* Exercise directions:
Reproduce the Cape Town text below word for word, from its title to its final sentence.

++++ Text ++++

Committed to improving lives of our vulnerable residents
IT WAS Friday at dusk in September 2014. My son and I were teetering, silently, through knee-deep grass. The toes of our shoes, and the shoes of the 10 school children around us, were fast filling with marshy water as we cautiously hunted the distinctive harp of the western leopard toad across the flats of the City of Cape Town’s Edith Stephens Nature Reserve.
But our bid to catch and relocate the endangered toad species was interrupted by a succession of gunfire and the hastened drag of a fleeing vehicle in neighbouring Bellville. Regrettably, this scene is played out across the world as cities deal with rapid urbanisation, unemployment and their effects.
The City of Cape Town, however, truly believes that if we work together we can create an enabling environment in which communities can thrive and progress.
A few years ago, mayor Patricia de Lille implemented a ground-breaking initiative, incorporating best practice from around the globe and adjusting it to fit the unique dynamics of Cape Town communities. In 2012, the Mayoral Urban Regeneration Programme (MURP) was launched, seeking to revitalise areas neglected by apartheid.

++++ Information given ++++

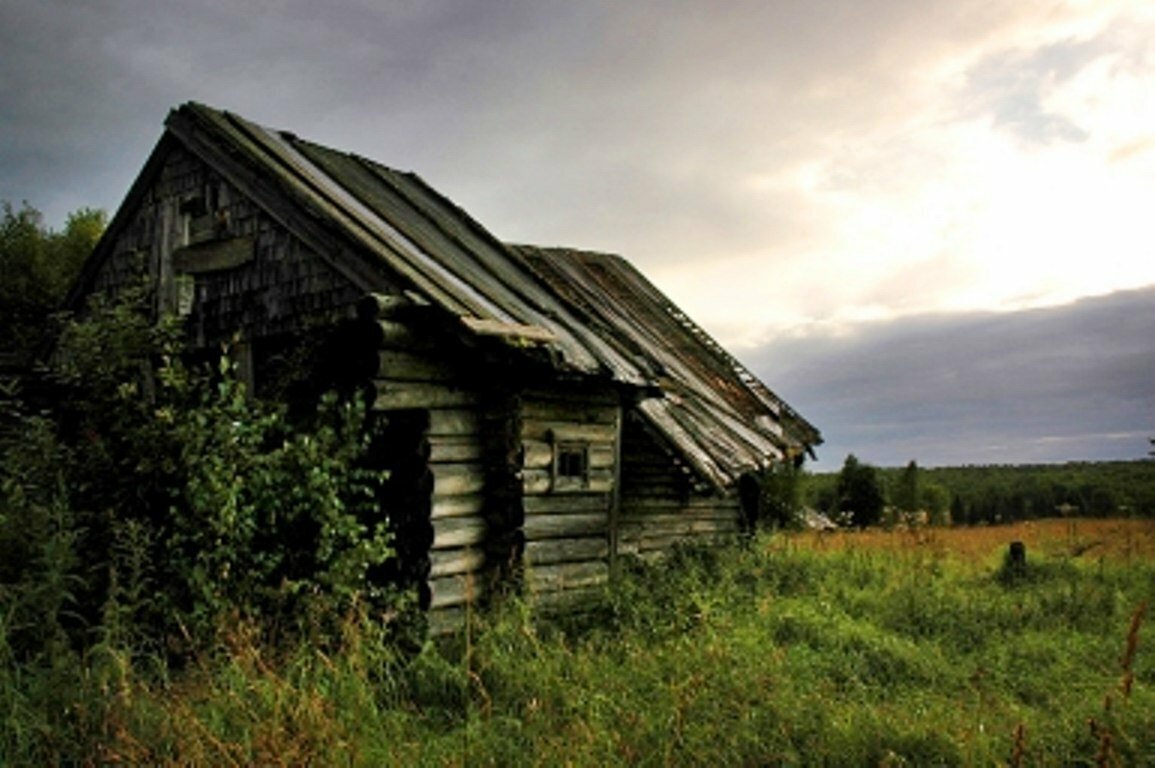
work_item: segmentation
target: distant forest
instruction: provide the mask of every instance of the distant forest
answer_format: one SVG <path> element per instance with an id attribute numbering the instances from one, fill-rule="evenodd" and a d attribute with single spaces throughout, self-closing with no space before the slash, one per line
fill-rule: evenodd
<path id="1" fill-rule="evenodd" d="M 893 510 L 921 509 L 934 522 L 1006 523 L 1038 517 L 1155 517 L 1155 461 L 874 468 Z M 803 502 L 832 513 L 844 506 L 841 472 L 806 478 Z M 911 500 L 914 501 L 911 504 Z"/>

++++

* Answer to the task:
Committed to improving lives of our vulnerable residents
IT WAS Friday at dusk in September 2014. My son and I were teetering, silently, through knee-deep grass. The toes of our shoes, and the shoes of the 10 school children around us, were fast filling with marshy water as we cautiously hunted the distinctive harp of the western leopard toad across the flats of the City of Cape Town’s Edith Stephens Nature Reserve.
But our bid to catch and relocate the endangered toad species was interrupted by a succession of gunfire and the hastened drag of a fleeing vehicle in neighbouring Bellville. Regrettably, this scene is played out across the world as cities deal with rapid urbanisation, unemployment and their effects.
The City of Cape Town, however, truly believes that if we work together we can create an enabling environment in which communities can thrive and progress.
A few years ago, mayor Patricia de Lille implemented a ground-breaking initiative, incorporating best practice from around the globe and adjusting it to fit the unique dynamics of Cape Town communities. In 2012, the Mayoral Urban Regeneration Programme (MURP) was launched, seeking to revitalise areas neglected by apartheid.